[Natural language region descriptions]
--

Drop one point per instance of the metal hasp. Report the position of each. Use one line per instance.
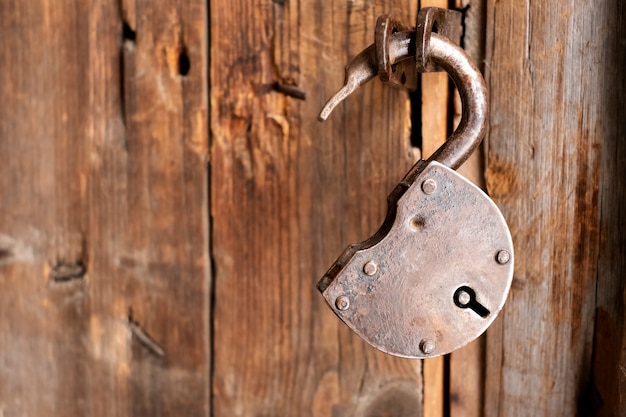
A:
(438, 271)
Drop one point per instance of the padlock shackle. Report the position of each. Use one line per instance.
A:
(473, 91)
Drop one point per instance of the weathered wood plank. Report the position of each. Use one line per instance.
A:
(103, 228)
(288, 194)
(555, 75)
(435, 101)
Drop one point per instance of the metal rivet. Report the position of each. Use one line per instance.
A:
(503, 257)
(342, 303)
(463, 297)
(429, 186)
(370, 268)
(427, 346)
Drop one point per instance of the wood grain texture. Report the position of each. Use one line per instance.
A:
(104, 272)
(288, 194)
(467, 365)
(555, 74)
(435, 102)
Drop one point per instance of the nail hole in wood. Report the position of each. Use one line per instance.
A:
(184, 65)
(128, 33)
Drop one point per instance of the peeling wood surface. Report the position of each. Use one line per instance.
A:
(555, 167)
(104, 272)
(106, 248)
(288, 194)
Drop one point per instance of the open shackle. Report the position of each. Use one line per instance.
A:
(431, 51)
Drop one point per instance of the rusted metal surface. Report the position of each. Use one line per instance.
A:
(438, 282)
(438, 271)
(396, 72)
(398, 53)
(445, 23)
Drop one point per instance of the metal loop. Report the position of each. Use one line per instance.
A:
(473, 91)
(455, 61)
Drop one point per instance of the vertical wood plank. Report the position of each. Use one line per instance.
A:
(104, 271)
(435, 104)
(288, 194)
(557, 111)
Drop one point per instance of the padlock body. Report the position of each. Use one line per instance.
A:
(436, 274)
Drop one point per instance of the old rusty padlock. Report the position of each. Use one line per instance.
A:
(438, 271)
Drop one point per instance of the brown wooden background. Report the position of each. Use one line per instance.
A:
(168, 202)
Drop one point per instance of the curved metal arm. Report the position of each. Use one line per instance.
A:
(463, 72)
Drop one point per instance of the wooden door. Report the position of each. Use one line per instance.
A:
(168, 202)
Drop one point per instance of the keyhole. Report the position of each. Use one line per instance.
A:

--

- **What needs to be done**:
Reproduce the data above in full, exactly as it is, with the pictures left out.

- **Answer section**:
Drop one point per instance of the metal hasp. Report the position of each. Use one line per instance.
A:
(438, 271)
Drop one point per instance of the padlock shackle. Report the position of each. Use one line per instance.
A:
(473, 91)
Drop one point per instance of the weathered wood plank. Report the position of each. Use one line per instance.
A:
(103, 228)
(288, 194)
(555, 75)
(435, 101)
Drop one point per instance of the metal rivet. Report the position of each. Use one line per instance.
A:
(503, 257)
(342, 303)
(463, 297)
(429, 186)
(370, 268)
(427, 346)
Drop one point per instance of the wood grain texture. Report the position of each. Use one line per instance.
A:
(104, 272)
(288, 194)
(467, 365)
(555, 74)
(435, 102)
Drop one point per instance of the nail hole in wood. Report the position of each. Use one line per instance.
A:
(184, 65)
(128, 33)
Drop one point per instance of the peeling wood surface. Report the position of each. Use one line per instance.
A:
(555, 167)
(104, 272)
(106, 248)
(288, 194)
Drop one point per instance of the open shackle. Report the position of each. Use one line per instance.
A:
(431, 51)
Drop one point per instance of the rusted metal surface. Report the position of each. Use one line per instance.
A:
(438, 282)
(438, 271)
(396, 72)
(398, 53)
(445, 23)
Drop one point per instance of the metal loop. Report the position of each. Use one line per instance.
A:
(473, 91)
(455, 61)
Drop one point per instance of the vertical wood plank. Report the position of each. Use one line per instance.
A:
(104, 271)
(435, 104)
(288, 194)
(557, 111)
Drop one point per instance of the padlock body. Report the position of each. Use one line per instance.
A:
(436, 274)
Drop one point per instance of the old rusty padlock. Report the position of each. Use one line per instance.
A:
(438, 271)
Drop one point per instance of the brown wooden background. Report the position of each. Use one line per instance.
A:
(168, 202)
Drop one point per instance of the curved metal arm. Report the position of each. Use one line per instance.
A:
(463, 72)
Drop one point per instance of the wooden door. Report the position of each. Use one line per instance.
A:
(168, 202)
Drop one point per instance of the keyhole. Report the position of each. Use one line per instance.
A:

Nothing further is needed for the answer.